Y del aislamiento y la autoexplotación, ¿cuándo hablamos?
¿Qué se gana y qué se pierde en el panorama laboral para muchas de estas autoras que han optado por monetizar su trabajo? ¿Hasta dónde se puede estirar el chicle de la marca personal a la conquista de espacios virtuales en los que explotar una y otra vez la primera persona y el punto de vista como método laboral?
Para una creadora autónoma y sin fuente de ingresos fija, este tipo de plataformas son la solución más cercana, pero también tiene consecuencias y acrecenta, aún más, esa desprotección y aislamiento total. «Escribir a menudo se percibe como una empresa de carácter individual, pero el periodismo es un esfuerzo colectivo. Y esa es la paradoja de Substack: es una forma de salir de la redacción, y del racismo, el acoso o el capitalismo de riesgo buitre que se encuentra allí, pero es una salida total, por cuenta propia», escribió la periodista Clio Chang en un extenso reportaje sobre la plataforma. Porque el auge de la cultura de la newsletter no solo representa establecer un paradigma en el que se gana libertad, también se pierde el organigrama de la vieja escuela. No solo frente a la protección salarial de derechos laborales, también en la cadena y organigrama de edición. Escribir allí supone estar sola a toda costa. Kelsey Mckinney jamás publica reportajes en su newsletter sobre escritoras y solo lo hace para medios tradicionales porque sabe que está desprotegida totalmente a través de Substack.
Se dice que Susbtack es la prueba de la democratización de la información, pero también que funciona bajo esa democracia neoliberal del empoderamiento individualista. Delia Cai, que entiende esta dualidad, mantiene sus reservas. «Aunque es prometedor que más personas estén más dispuestas que nunca a pagar por el contenido de Internet, también existen todas las implicaciones capitalistas habituales de dar a esas personas otra vía para monetizarse como marca o influencer o lo que sea, y ver a aquellos que ya tienen éxito subir a la cima». Pese a todo, cree que el efecto Substack es positivo: «Tengo esperanzas. Salí del instituto en un momento en que la gente todavía pensaba, ¿por qué pagarías por las cosas que lees en Internet? Los periódicos luchaban por convencer a la gente de que comprara suscripciones digitales; todos nuestros blogs favoritos como The Hairpin y The Awl no consiguieron sostener sus modelos comerciales solo con la publicidad. Así que creo que esta nueva norma en la que la gente está dispuesta a pagar para apoyar a sus escritores favoritos se traducirá en más personas dispuestas a pagar para apoyar organizaciones como periódicos universitarios o medios locales, sitios web independientes extravagantes. Esos son los lugares que realmente necesitan nuestro apoyo si queremos tener un ecosistema de medios diverso y una democracia saludable».

***

[PROBLEMAS Y TAREAS]
[1] Decide si cada afirmación concuerda con el texto sobre Substack y responde sí o no, citando literalmente las palabras del texto que lo deciden. (a) Kelsey Mckinney publica sus reportajes en su newsletter. (b) Clio Chang describe el periodismo como un esfuerzo colectivo. (c) Delia Cai considera negativo el efecto Substack.
[2] Prolonga el texto sobre Substack a partir de su última oración.
Las entradas no hacen falta para resolver las tareas.

[MATERIAL PROPORCIONADO]
***

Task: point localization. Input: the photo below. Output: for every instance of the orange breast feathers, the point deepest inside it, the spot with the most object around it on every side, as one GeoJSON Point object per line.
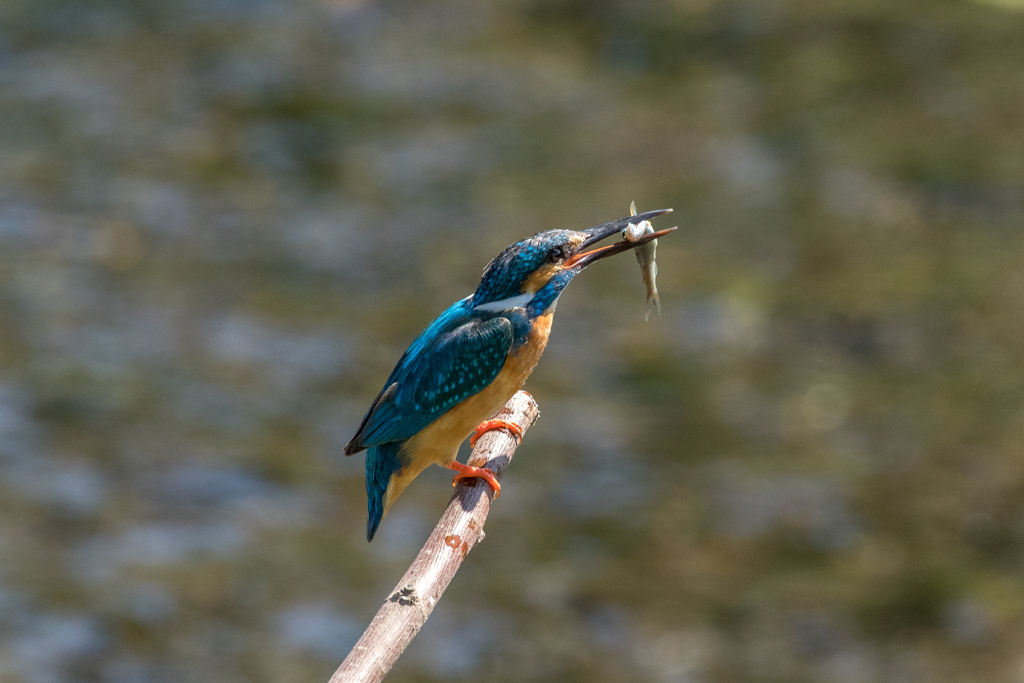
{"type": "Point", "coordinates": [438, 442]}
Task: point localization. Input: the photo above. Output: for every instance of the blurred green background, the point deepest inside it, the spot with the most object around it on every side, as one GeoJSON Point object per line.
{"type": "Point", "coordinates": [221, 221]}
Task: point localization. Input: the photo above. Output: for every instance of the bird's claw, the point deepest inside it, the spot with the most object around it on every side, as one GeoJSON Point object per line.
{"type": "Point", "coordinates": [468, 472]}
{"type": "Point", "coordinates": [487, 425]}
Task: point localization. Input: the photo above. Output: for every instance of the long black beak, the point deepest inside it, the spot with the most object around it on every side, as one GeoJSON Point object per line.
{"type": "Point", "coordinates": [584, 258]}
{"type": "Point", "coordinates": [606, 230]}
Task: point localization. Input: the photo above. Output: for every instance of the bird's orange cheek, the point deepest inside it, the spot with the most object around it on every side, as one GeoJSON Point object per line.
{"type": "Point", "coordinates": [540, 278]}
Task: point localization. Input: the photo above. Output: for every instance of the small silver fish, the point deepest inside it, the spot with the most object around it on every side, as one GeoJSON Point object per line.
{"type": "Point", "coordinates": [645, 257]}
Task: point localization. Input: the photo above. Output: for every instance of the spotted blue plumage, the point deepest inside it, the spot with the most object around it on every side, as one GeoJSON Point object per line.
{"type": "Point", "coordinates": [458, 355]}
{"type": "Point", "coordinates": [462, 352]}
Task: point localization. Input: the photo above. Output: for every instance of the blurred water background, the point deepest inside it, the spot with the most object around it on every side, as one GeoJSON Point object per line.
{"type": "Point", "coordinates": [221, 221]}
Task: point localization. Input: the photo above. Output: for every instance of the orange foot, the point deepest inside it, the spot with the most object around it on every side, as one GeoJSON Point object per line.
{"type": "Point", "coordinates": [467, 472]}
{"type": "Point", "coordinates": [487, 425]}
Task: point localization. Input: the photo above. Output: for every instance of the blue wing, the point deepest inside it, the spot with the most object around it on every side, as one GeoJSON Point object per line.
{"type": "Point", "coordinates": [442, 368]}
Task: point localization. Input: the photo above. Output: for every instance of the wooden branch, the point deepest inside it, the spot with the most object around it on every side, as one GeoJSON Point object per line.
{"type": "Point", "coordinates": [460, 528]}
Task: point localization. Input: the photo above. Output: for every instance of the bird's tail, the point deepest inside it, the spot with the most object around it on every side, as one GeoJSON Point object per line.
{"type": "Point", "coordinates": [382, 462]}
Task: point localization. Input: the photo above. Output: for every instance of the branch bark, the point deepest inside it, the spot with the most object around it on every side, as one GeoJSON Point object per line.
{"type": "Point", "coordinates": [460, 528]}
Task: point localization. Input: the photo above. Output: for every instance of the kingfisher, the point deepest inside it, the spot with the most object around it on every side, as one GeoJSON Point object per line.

***

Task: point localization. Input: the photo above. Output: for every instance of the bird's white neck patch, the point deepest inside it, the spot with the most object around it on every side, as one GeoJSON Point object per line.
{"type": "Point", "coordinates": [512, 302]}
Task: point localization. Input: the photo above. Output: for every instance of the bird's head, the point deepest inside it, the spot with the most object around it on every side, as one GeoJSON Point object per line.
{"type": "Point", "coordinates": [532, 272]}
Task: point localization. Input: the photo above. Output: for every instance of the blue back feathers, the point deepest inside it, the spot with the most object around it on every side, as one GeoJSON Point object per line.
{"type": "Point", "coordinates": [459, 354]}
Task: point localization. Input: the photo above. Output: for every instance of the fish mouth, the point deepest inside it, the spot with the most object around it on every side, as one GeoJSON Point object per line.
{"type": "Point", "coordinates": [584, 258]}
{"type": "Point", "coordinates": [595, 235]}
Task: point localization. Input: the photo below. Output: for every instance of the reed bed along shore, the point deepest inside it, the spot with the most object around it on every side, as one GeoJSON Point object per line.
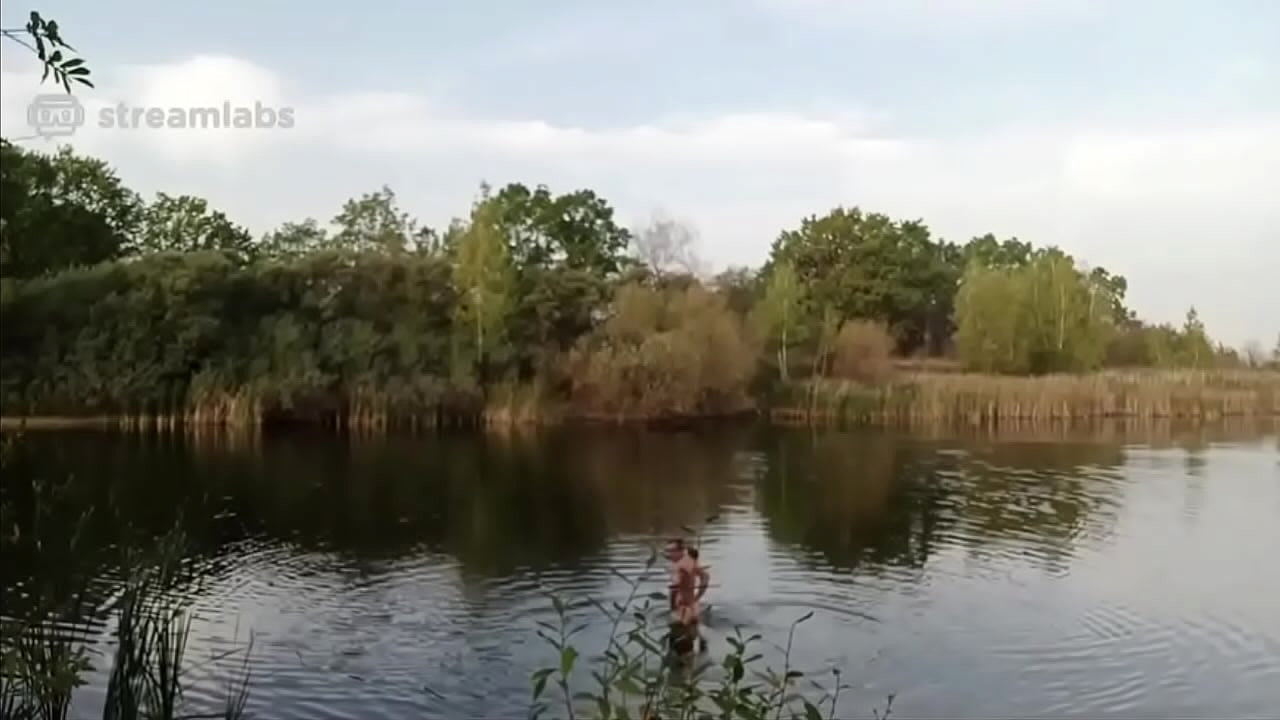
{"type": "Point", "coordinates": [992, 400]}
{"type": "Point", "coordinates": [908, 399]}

***

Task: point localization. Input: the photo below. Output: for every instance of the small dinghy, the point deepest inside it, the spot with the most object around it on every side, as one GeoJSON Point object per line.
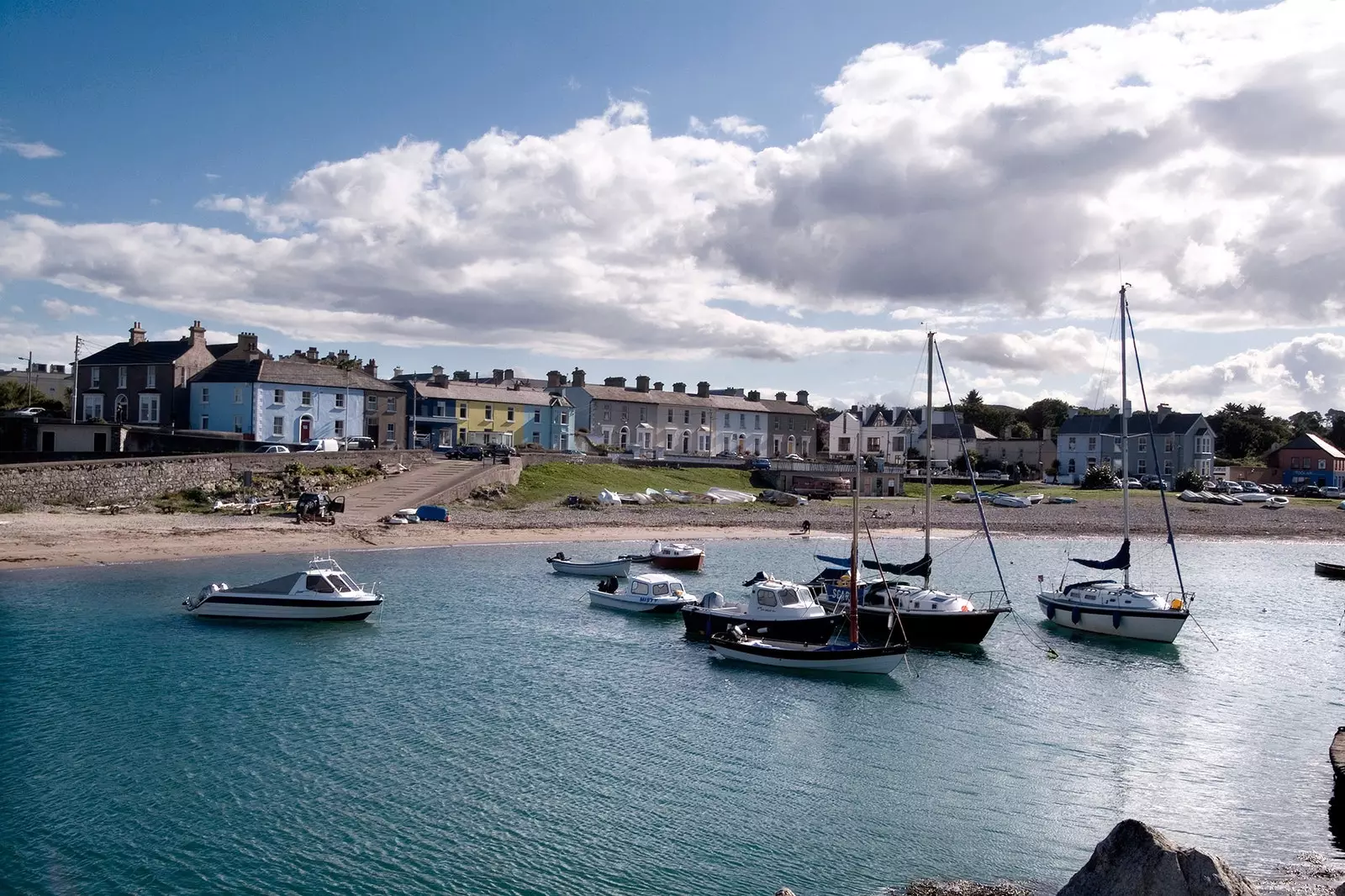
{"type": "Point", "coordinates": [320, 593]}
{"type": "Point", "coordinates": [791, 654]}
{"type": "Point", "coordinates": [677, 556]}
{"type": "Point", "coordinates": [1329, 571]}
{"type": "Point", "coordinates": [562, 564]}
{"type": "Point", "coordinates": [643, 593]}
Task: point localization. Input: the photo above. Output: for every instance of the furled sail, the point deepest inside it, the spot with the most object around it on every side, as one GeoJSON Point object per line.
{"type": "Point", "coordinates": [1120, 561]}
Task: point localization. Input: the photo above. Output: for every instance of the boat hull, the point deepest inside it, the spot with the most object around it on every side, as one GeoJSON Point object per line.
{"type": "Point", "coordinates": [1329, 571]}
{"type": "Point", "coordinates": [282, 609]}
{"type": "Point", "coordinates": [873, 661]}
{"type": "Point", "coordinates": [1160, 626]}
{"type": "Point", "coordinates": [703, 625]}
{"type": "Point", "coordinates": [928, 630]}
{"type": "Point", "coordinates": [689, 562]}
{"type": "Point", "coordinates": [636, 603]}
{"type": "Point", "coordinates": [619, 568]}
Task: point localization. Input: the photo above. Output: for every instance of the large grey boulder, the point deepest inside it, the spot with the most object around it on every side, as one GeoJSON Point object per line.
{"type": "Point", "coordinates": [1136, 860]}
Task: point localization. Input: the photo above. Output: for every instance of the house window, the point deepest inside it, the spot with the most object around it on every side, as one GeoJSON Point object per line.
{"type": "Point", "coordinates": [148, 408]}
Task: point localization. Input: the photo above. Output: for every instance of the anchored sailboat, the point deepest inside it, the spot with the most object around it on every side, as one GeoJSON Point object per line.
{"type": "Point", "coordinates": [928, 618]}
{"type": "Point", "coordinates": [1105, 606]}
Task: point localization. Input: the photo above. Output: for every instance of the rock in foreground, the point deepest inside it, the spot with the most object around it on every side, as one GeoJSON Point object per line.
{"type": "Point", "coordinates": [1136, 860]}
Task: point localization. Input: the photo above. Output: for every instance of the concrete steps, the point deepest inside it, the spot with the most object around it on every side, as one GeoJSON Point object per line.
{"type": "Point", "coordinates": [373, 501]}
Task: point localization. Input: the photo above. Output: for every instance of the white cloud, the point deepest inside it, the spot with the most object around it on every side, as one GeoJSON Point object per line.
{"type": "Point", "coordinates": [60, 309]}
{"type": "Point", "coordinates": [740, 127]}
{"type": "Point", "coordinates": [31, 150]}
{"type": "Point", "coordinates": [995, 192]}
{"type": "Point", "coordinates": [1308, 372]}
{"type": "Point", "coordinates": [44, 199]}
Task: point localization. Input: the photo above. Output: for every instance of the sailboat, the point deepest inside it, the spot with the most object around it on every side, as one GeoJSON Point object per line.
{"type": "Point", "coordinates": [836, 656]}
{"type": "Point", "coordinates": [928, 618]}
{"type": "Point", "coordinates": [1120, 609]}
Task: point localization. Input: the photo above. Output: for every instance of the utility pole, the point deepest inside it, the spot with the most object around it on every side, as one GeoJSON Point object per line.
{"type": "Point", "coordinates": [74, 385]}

***

[RESPUESTAS]
[1]
(a) No: «Kelsey Mckinney jamás publica reportajes en su newsletter sobre escritoras y solo lo hace para medios tradicionales».
(b) Sí: «pero el periodismo es un esfuerzo colectivo».
(c) No: «Pese a todo, cree que el efecto Substack es positivo».

[2]
¿Hasta qué punto es saludable esta cultura que urge a generar contenido personal invadiendo todos los espacios posibles de Internet (podcasts, newsletters, redes, etc)? «Hay autoexplotación porque si no eres conocida ya antes de empezar a publicar, seguramente lo estés haciendo a parte de tu trabajo, gratis y en detrimento de tus horas de sueño. Es algo en lo que pienso bastante y aún no sé cuál sería la solución», apunta Janira Planes, en la encrucijada personal. «También es verdad que nadie me obliga a hacerla, pero siendo sincera, sí que hay veces que si no puedo publicar una semana porque voy a tope me lo tomo como si hubiera fallado a alguien o no estuviera trabajando lo suficiente. Es un poco la perversidad de la passion economy, supongo. Lo haces porque te encanta, pero a la vez también te obliga a no bajar nunca la guardia».